Study material
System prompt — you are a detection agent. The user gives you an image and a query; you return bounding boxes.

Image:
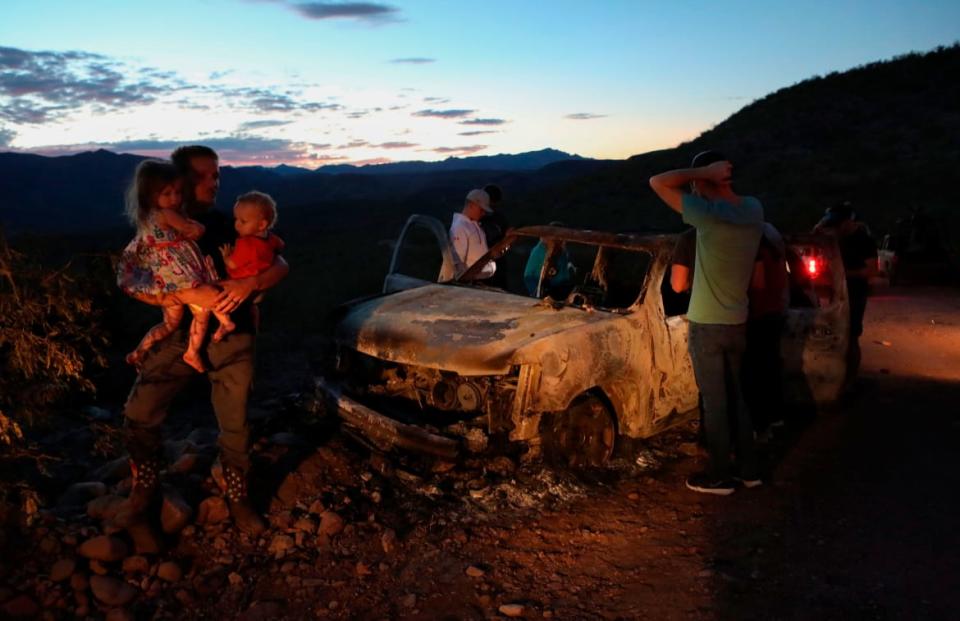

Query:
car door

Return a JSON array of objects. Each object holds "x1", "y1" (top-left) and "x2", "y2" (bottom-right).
[
  {"x1": 383, "y1": 214, "x2": 458, "y2": 294},
  {"x1": 654, "y1": 247, "x2": 700, "y2": 423},
  {"x1": 782, "y1": 233, "x2": 849, "y2": 405}
]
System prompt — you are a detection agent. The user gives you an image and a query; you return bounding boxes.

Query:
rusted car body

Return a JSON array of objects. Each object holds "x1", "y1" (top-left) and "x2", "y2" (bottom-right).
[{"x1": 318, "y1": 216, "x2": 849, "y2": 466}]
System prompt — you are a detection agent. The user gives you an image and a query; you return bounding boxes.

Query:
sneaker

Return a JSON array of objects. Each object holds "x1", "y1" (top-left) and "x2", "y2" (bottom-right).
[
  {"x1": 734, "y1": 476, "x2": 763, "y2": 489},
  {"x1": 685, "y1": 473, "x2": 736, "y2": 496}
]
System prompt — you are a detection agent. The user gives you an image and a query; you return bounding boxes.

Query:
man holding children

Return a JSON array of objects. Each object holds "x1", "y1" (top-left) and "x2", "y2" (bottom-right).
[{"x1": 117, "y1": 145, "x2": 288, "y2": 535}]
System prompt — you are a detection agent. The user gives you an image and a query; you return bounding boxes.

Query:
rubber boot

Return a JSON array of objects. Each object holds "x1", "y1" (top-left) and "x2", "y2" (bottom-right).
[
  {"x1": 224, "y1": 466, "x2": 266, "y2": 536},
  {"x1": 113, "y1": 457, "x2": 162, "y2": 527}
]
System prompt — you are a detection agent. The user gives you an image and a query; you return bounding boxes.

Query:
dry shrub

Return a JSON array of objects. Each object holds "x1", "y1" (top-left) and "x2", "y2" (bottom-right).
[{"x1": 0, "y1": 231, "x2": 107, "y2": 446}]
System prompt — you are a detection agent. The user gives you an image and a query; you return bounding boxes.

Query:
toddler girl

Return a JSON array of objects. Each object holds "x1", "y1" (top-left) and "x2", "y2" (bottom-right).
[{"x1": 116, "y1": 160, "x2": 234, "y2": 372}]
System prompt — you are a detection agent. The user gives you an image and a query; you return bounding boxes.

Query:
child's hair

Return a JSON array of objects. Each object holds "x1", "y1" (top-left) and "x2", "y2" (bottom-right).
[
  {"x1": 125, "y1": 159, "x2": 180, "y2": 227},
  {"x1": 235, "y1": 191, "x2": 278, "y2": 229}
]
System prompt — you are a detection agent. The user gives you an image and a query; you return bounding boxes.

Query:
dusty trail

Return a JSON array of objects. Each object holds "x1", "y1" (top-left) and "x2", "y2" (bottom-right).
[
  {"x1": 355, "y1": 285, "x2": 960, "y2": 620},
  {"x1": 2, "y1": 286, "x2": 958, "y2": 620}
]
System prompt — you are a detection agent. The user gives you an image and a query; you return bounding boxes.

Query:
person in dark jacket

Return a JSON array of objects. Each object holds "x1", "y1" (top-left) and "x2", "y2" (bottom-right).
[{"x1": 814, "y1": 201, "x2": 877, "y2": 384}]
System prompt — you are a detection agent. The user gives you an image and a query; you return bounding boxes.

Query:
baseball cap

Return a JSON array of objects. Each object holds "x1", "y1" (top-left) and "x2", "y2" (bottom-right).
[
  {"x1": 820, "y1": 201, "x2": 856, "y2": 227},
  {"x1": 465, "y1": 189, "x2": 492, "y2": 213}
]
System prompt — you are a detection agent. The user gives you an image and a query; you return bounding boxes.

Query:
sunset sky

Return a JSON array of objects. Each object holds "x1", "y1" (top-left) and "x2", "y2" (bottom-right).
[{"x1": 1, "y1": 0, "x2": 958, "y2": 167}]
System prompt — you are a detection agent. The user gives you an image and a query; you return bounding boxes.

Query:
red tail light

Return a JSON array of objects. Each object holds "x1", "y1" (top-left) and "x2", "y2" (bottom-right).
[{"x1": 806, "y1": 257, "x2": 820, "y2": 278}]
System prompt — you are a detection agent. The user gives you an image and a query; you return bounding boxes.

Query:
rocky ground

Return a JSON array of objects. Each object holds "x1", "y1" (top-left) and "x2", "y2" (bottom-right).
[{"x1": 1, "y1": 286, "x2": 959, "y2": 620}]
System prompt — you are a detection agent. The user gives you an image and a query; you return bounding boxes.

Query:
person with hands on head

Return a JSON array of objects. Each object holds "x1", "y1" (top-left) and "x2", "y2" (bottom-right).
[
  {"x1": 116, "y1": 145, "x2": 288, "y2": 536},
  {"x1": 649, "y1": 151, "x2": 764, "y2": 496}
]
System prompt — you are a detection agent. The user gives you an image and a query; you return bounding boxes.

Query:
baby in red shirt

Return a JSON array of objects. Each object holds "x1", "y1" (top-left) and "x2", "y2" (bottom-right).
[{"x1": 219, "y1": 191, "x2": 285, "y2": 331}]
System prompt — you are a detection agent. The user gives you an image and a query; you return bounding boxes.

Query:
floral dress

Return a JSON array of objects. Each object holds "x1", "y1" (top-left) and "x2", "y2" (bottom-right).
[{"x1": 117, "y1": 210, "x2": 217, "y2": 296}]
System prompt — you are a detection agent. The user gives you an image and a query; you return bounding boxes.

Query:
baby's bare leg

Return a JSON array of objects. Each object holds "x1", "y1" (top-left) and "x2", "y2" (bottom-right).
[
  {"x1": 128, "y1": 305, "x2": 185, "y2": 367},
  {"x1": 182, "y1": 307, "x2": 211, "y2": 373},
  {"x1": 211, "y1": 310, "x2": 236, "y2": 343}
]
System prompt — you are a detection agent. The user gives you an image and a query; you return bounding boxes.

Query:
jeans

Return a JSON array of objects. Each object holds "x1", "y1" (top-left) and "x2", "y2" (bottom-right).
[
  {"x1": 743, "y1": 313, "x2": 785, "y2": 431},
  {"x1": 688, "y1": 321, "x2": 758, "y2": 480},
  {"x1": 123, "y1": 329, "x2": 256, "y2": 472}
]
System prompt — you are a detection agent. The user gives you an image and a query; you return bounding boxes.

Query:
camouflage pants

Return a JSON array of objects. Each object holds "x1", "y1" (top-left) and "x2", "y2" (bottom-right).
[{"x1": 123, "y1": 329, "x2": 255, "y2": 472}]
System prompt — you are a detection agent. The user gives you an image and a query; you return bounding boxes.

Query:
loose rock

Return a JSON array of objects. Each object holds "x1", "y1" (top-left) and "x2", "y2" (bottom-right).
[
  {"x1": 293, "y1": 517, "x2": 316, "y2": 533},
  {"x1": 89, "y1": 575, "x2": 138, "y2": 606},
  {"x1": 160, "y1": 490, "x2": 193, "y2": 534},
  {"x1": 318, "y1": 511, "x2": 344, "y2": 537},
  {"x1": 59, "y1": 482, "x2": 107, "y2": 507},
  {"x1": 126, "y1": 522, "x2": 162, "y2": 555},
  {"x1": 238, "y1": 601, "x2": 283, "y2": 621},
  {"x1": 105, "y1": 608, "x2": 135, "y2": 621},
  {"x1": 122, "y1": 556, "x2": 150, "y2": 575},
  {"x1": 197, "y1": 497, "x2": 230, "y2": 525},
  {"x1": 0, "y1": 594, "x2": 40, "y2": 618},
  {"x1": 70, "y1": 572, "x2": 89, "y2": 592},
  {"x1": 466, "y1": 565, "x2": 485, "y2": 578},
  {"x1": 156, "y1": 561, "x2": 183, "y2": 583},
  {"x1": 77, "y1": 535, "x2": 128, "y2": 562},
  {"x1": 381, "y1": 528, "x2": 397, "y2": 554},
  {"x1": 49, "y1": 558, "x2": 76, "y2": 582},
  {"x1": 499, "y1": 603, "x2": 525, "y2": 617},
  {"x1": 86, "y1": 495, "x2": 126, "y2": 521},
  {"x1": 268, "y1": 534, "x2": 295, "y2": 557}
]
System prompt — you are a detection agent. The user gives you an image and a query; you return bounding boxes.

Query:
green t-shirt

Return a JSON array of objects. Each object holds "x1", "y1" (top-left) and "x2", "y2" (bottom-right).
[{"x1": 682, "y1": 194, "x2": 764, "y2": 325}]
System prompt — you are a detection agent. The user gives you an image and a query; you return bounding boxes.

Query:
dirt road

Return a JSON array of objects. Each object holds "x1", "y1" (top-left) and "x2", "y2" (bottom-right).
[
  {"x1": 3, "y1": 286, "x2": 959, "y2": 620},
  {"x1": 329, "y1": 285, "x2": 959, "y2": 620}
]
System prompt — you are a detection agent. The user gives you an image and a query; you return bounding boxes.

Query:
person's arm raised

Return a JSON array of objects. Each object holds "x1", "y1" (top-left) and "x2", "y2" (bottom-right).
[
  {"x1": 648, "y1": 161, "x2": 732, "y2": 213},
  {"x1": 215, "y1": 255, "x2": 289, "y2": 313}
]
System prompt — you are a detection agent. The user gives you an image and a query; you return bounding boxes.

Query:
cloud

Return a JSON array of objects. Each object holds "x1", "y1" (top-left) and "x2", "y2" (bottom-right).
[
  {"x1": 289, "y1": 2, "x2": 400, "y2": 23},
  {"x1": 0, "y1": 45, "x2": 183, "y2": 124},
  {"x1": 390, "y1": 58, "x2": 435, "y2": 64},
  {"x1": 373, "y1": 141, "x2": 417, "y2": 149},
  {"x1": 0, "y1": 45, "x2": 345, "y2": 127},
  {"x1": 211, "y1": 86, "x2": 342, "y2": 114},
  {"x1": 336, "y1": 139, "x2": 369, "y2": 149},
  {"x1": 457, "y1": 130, "x2": 497, "y2": 136},
  {"x1": 413, "y1": 108, "x2": 475, "y2": 119},
  {"x1": 22, "y1": 135, "x2": 335, "y2": 165},
  {"x1": 0, "y1": 126, "x2": 14, "y2": 147},
  {"x1": 458, "y1": 117, "x2": 507, "y2": 126},
  {"x1": 431, "y1": 145, "x2": 487, "y2": 155},
  {"x1": 564, "y1": 112, "x2": 607, "y2": 120},
  {"x1": 423, "y1": 96, "x2": 449, "y2": 103},
  {"x1": 237, "y1": 119, "x2": 293, "y2": 130}
]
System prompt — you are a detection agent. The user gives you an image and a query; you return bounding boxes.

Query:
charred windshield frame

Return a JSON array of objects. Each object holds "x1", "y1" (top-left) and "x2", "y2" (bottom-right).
[{"x1": 458, "y1": 226, "x2": 655, "y2": 314}]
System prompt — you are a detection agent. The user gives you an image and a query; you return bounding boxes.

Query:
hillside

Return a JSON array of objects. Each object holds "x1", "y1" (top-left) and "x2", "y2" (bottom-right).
[
  {"x1": 518, "y1": 44, "x2": 960, "y2": 236},
  {"x1": 0, "y1": 149, "x2": 589, "y2": 234}
]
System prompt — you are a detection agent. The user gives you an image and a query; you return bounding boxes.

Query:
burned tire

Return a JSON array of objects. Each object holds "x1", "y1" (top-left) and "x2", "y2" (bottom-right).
[{"x1": 542, "y1": 395, "x2": 616, "y2": 468}]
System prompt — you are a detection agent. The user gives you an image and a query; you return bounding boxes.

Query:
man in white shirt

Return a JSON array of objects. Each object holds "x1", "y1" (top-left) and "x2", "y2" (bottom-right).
[{"x1": 450, "y1": 188, "x2": 497, "y2": 280}]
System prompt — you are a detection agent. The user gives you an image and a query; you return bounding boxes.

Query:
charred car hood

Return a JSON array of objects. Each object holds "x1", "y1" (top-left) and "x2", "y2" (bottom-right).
[{"x1": 335, "y1": 284, "x2": 622, "y2": 375}]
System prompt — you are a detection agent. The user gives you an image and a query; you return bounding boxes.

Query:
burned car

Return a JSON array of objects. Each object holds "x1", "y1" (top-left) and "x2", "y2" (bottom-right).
[{"x1": 317, "y1": 216, "x2": 849, "y2": 467}]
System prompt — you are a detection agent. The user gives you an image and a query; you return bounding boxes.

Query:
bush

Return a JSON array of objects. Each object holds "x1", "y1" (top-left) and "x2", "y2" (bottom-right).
[{"x1": 0, "y1": 232, "x2": 107, "y2": 445}]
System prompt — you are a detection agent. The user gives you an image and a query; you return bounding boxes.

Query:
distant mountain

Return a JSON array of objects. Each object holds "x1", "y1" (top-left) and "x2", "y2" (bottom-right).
[
  {"x1": 0, "y1": 148, "x2": 592, "y2": 233},
  {"x1": 4, "y1": 45, "x2": 960, "y2": 241},
  {"x1": 312, "y1": 149, "x2": 585, "y2": 175}
]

Task description
List every line from the entries above in which "charred" appears.

Reply
charred windshield frame
charred car hood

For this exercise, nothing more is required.